In the records below, swap every "dense forest" for "thick woodland" and write all the lines out again with no other changes. Leave the pictures out.

■ ■ ■ ■

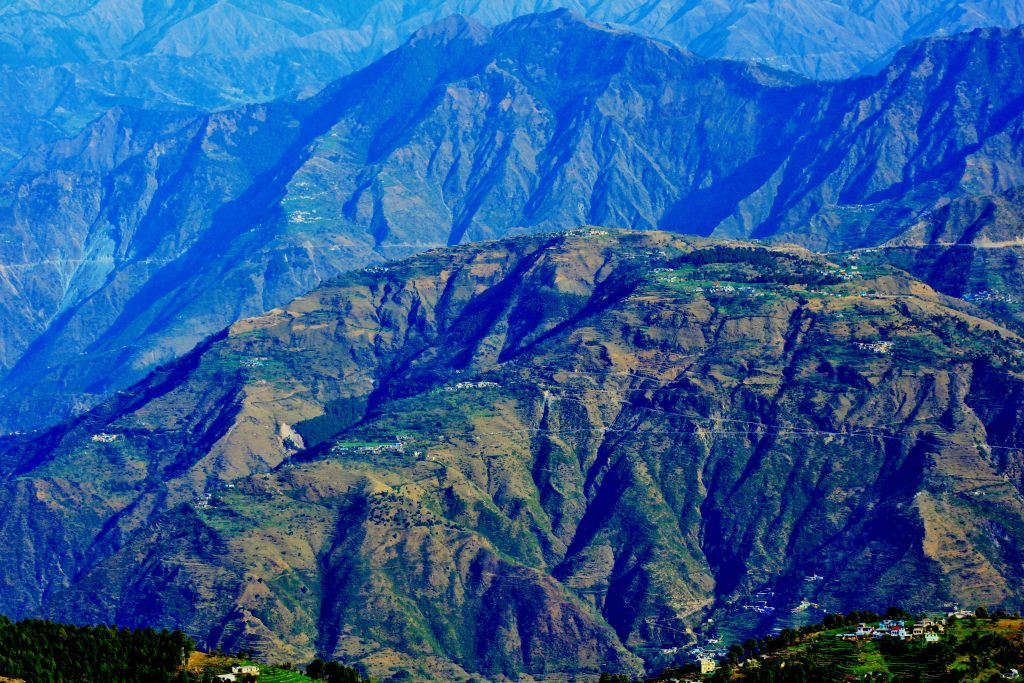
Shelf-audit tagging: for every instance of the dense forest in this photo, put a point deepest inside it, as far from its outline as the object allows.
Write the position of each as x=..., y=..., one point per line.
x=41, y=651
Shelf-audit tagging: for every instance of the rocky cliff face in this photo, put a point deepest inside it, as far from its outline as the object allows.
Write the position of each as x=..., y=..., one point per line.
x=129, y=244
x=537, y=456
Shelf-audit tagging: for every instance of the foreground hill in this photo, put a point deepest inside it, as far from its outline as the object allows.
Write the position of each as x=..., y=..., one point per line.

■ ■ ■ ■

- [REPLY TO THE TASK]:
Shelf-audit tagging: for every instance of the thick woodland in this photo, put a point deepest inside it, as far from its outline as the object allows.
Write the position of each as x=..., y=..., one point per line.
x=41, y=651
Shelf-audit tagging: for every instance of the rocky cliff face in this photo, put a point deepest inside it, as far from its outline as the object allows.
Write the position of each as x=..., y=..., one point per line.
x=129, y=244
x=537, y=456
Shelf-audit tagging: for every instance of the foreground hill in this photo, put a point deepest inside it, as far from its outline as the object allows.
Write the position of each as x=..., y=..., one point per line.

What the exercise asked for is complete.